**Questions:**
1. Answer these questions about the forum thread on running models on CPUs and GPUs:
(a) What does the thread name as the main bottleneck at this point?
(b) How much VRAM does Vicuna 13b 16f need?
(c) What amounts of VRAM are suggested for a GPU with performance similar to a 4070Ti?
2. Write the next reply in the forum thread on running models on CPUs and GPUs, following on from its last post.

**Exercise passage:**
══════

A lot of people are running fairly powerful models directly on the CPU these days... seems like inference will not be a GPU exclusive activity going forward. Given that RAM is the main bottleneck at this point, running on CPU seems more practical for most end users
I’m running Vicuna 13b 16f locally and it needs 26GB of VRAM, which won’t even fit on a single RTX 4090. The next gen RTX Titan might have enough vram but that won’t come cheap. I’m expecting a price point above $2500.
I'm not sure if it's the point GP is trying to make, but I would like to see GPUs with extra VRAM that don't have the extra compute. eg. similar performance of a 4070Ti but with 24GB or 32GB of VRAM.

══════

[Data entries]

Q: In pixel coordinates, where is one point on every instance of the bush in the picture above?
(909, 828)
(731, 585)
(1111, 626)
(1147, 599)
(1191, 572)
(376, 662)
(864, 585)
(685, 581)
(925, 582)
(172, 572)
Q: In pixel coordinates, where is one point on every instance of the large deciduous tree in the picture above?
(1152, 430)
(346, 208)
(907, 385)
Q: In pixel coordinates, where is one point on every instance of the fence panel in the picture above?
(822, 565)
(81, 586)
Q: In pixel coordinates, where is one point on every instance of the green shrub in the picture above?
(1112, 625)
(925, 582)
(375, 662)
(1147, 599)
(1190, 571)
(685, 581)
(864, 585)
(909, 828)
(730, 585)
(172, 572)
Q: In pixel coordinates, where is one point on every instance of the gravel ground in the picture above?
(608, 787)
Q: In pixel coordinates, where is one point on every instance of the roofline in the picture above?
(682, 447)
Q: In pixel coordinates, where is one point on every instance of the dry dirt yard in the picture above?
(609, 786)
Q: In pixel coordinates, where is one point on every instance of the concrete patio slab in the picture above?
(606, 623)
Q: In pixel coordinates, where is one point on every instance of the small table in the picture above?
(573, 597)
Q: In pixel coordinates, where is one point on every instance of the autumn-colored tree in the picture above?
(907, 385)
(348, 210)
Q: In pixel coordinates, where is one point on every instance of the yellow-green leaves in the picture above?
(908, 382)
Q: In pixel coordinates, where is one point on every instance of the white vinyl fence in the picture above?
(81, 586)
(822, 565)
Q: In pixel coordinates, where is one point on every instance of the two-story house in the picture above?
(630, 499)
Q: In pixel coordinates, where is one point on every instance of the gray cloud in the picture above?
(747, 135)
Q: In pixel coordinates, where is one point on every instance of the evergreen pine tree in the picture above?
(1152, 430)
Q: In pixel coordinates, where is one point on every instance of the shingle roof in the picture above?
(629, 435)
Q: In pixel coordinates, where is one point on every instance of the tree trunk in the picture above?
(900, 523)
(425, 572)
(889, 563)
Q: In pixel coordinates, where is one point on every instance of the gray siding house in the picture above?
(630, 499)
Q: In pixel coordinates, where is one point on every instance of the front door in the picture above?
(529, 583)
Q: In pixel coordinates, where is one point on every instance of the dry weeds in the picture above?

══════

**Results by task:**
1.
(a) RAM
(b) 26GB
(c) 24GB or 32GB

2.
I don't see a really good reason why OEMs couldn't do that now, in the past there have been OEM cards that have more VRAM than the reference design. I'm sure there's an appetite for cards like that for people who don't want to refinance their home loan to get 2 x RTX 4090 cards.
Vicuna-13B in GPTQ 4bit has almost no perplexity/quality loss and fits in just 8GB of RAM or VRAM.
I run it on my phone CPU and get ~4 tokens per second. On my laptop CPU I get 8 tokens per second.
On a $200 P40 I run LLaMA-33B at 12 tokens per second in GPTQ 4bit. A consumer 3090 gets over 20 tokens per second for LLaMA-33B and 30 tokens/second for Vicuna-13B.